SLO Monitoring & Error Budgets

SLI → SLO → Error Budget → Alerts

SLI (Service Level Indicator):
  The measurement. Example: "99.2% of requests completed in < 500ms"

SLO (Service Level Objective):
  The target. Example: "99.9% of requests must complete in < 500ms"

Error Budget:
  The slack. 99.9% SLO = 0.1% error budget = 43.2 minutes/month
  
  If you've used 30 minutes this month → 13 minutes remain
  If budget exhausted → freeze deployments, focus on reliability

┌─────────────────────────────────────────────────────────────┐
│  SLO: 99.9% availability (43.2 min downtime/month budget)  │
│                                                             │
│  Day 1-10: ████████████░░░░░░░░░░░░░░░░░░ 85% budget left │
│  Day 10-20: ████████████████████░░░░░░░░░░ 50% budget left │
│  Day 20-25: █████████████████████████████░ 10% budget left  │
│  Day 25-30: ██████████████████████████████ BUDGET EXHAUSTED │
│                                             ↑               │
│                                    Freeze deploys           │
│                                    Page on-call             │
│                                                             │
│  Multi-window alerts:                                       │
│  ┌────────────────┬──────────┬──────────┐                   │
│  │ Window         │ Burn Rate│ Action   │                   │
│  ├────────────────┼──────────┼──────────┤                   │
│  │ 1 hour         │ > 14.4x  │ Page NOW │                   │
│  │ 6 hours        │ > 6x     │ Page     │                   │
│  │ 3 days         │ > 1x     │ Ticket   │                   │
│  └────────────────┴──────────┴──────────┘                   │
└─────────────────────────────────────────────────────────────┘

// --- SLO Monitor ---

interface SLODefinition {
  name: string;
  description: string;
  target: number;           // e.g., 0.999 (99.9%)
  windowDays: number;       // e.g., 30 (rolling 30-day window)
  sliType: 'availability' | 'latency' | 'throughput' | 'correctness';
  
  // For latency SLOs
  latencyThresholdMs?: number;
}

interface SLOStatus {
  slo: SLODefinition;
  currentSLI: number;          // Current SLI value (e.g., 0.9985)
  errorBudgetTotal: number;    // Total budget (minutes or requests)
  errorBudgetConsumed: number; // Used budget
  errorBudgetRemaining: number;// Remaining budget
  burnRate: number;            // Current burn rate (1.0 = on track)
  isViolating: boolean;        // Are we currently below the SLO?
  projectedSLI: number;       // Where will we be at end of window?
}

class SLOMonitor {
  private slos = new Map<string, SLODefinition>();
  private measurements = new Map<string, {
    totalEvents: number;
    goodEvents: number;
    windowStart: number;
    buckets: Array<{ timestamp: number; total: number; good: number }>;
  }>();

  private alertCallbacks: Array<(alert: SLOAlert) => void> = [];

  registerSLO(slo: SLODefinition): void {
    this.slos.set(slo.name, slo);
    this.measurements.set(slo.name, {
      totalEvents: 0,
      goodEvents: 0,
      windowStart: Date.now(),
      buckets: [],
    });
  }

  // Record an event (request, operation, etc.)
════
> Set problem A
For each statement, say whether the SLO monitoring page agrees, answering yes or no and quoting the words of the page that decide it. (i) A 99.9% SLO leaves an error budget of 43.2 minutes per month. (ii) The SLI is the target. (iii) In the code, a burn rate of 1.0 means the budget is being overspent.

> Records for this exercise
════
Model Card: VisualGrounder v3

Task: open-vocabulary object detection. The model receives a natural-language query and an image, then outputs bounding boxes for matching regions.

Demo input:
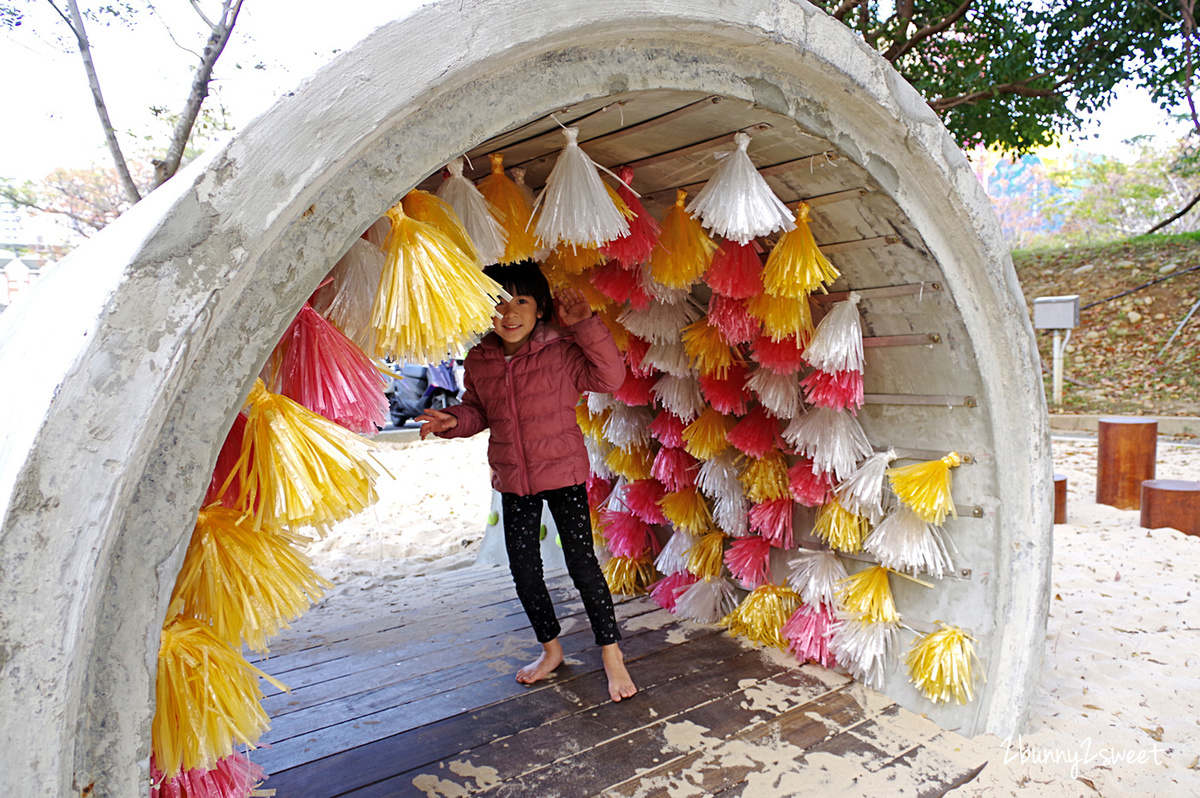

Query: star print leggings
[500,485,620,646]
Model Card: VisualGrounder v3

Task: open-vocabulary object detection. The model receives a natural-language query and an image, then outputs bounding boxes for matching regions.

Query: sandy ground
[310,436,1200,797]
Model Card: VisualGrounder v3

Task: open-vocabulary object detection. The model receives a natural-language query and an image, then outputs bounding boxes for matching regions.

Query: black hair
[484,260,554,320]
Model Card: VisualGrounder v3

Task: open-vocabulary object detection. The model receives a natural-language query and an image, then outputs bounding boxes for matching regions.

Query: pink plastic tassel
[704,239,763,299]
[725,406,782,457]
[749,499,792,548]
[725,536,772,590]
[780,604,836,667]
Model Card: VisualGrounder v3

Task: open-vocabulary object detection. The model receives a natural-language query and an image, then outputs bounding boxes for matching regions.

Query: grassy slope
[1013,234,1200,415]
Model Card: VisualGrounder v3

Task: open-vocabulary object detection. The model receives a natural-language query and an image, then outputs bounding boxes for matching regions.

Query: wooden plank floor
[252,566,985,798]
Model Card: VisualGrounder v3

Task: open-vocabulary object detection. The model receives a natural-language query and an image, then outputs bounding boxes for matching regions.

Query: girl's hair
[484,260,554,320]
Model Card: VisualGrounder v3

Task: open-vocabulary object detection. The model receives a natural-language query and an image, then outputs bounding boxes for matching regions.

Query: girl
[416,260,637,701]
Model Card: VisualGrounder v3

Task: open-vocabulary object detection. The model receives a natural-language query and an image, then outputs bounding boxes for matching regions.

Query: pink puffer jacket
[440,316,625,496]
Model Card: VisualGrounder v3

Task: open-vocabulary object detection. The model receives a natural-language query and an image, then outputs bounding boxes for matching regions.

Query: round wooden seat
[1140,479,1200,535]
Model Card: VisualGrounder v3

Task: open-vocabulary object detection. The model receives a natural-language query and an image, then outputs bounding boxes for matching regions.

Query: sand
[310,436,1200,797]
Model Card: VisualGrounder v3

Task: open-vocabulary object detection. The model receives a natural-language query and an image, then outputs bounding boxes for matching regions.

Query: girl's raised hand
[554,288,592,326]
════
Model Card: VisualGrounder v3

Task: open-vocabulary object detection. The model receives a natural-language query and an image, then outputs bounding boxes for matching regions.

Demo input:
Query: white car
════
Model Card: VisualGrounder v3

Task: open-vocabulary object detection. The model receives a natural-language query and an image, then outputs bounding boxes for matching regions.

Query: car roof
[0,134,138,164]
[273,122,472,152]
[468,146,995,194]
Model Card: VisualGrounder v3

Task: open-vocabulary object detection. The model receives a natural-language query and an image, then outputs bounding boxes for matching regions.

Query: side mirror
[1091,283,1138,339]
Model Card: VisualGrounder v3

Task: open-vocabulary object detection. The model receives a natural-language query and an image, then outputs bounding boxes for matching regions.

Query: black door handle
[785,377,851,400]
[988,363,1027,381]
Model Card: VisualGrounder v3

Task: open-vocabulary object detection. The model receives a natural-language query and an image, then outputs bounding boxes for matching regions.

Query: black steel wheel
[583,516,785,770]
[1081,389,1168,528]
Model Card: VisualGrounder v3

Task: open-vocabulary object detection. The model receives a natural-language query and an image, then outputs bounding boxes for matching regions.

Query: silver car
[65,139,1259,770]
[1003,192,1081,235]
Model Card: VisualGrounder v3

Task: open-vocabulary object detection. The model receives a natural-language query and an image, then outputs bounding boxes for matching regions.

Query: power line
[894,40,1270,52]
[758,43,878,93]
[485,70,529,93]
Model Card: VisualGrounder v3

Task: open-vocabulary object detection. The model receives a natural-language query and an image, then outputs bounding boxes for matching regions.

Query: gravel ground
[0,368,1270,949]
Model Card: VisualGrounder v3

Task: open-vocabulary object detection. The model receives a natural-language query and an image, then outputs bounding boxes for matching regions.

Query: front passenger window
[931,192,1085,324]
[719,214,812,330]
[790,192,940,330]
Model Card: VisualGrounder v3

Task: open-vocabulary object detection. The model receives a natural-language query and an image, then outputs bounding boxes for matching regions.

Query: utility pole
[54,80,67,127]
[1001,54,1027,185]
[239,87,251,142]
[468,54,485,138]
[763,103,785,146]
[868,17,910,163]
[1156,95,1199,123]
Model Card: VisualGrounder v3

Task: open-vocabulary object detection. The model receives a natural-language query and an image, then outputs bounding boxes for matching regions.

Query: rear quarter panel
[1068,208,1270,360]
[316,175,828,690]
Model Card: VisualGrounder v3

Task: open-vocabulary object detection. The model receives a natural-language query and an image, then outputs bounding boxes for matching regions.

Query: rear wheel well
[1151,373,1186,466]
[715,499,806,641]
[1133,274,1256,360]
════
> Set problem B
How many lines in the entries above contain the string "pink"? Case counts. Give only the number.

> Output A
(i) Yes: "99.9% SLO = 0.1% error budget = 43.2 minutes/month"
(ii) No: "The measurement."
(iii) No: "(1.0 = on track)"

> Output B
2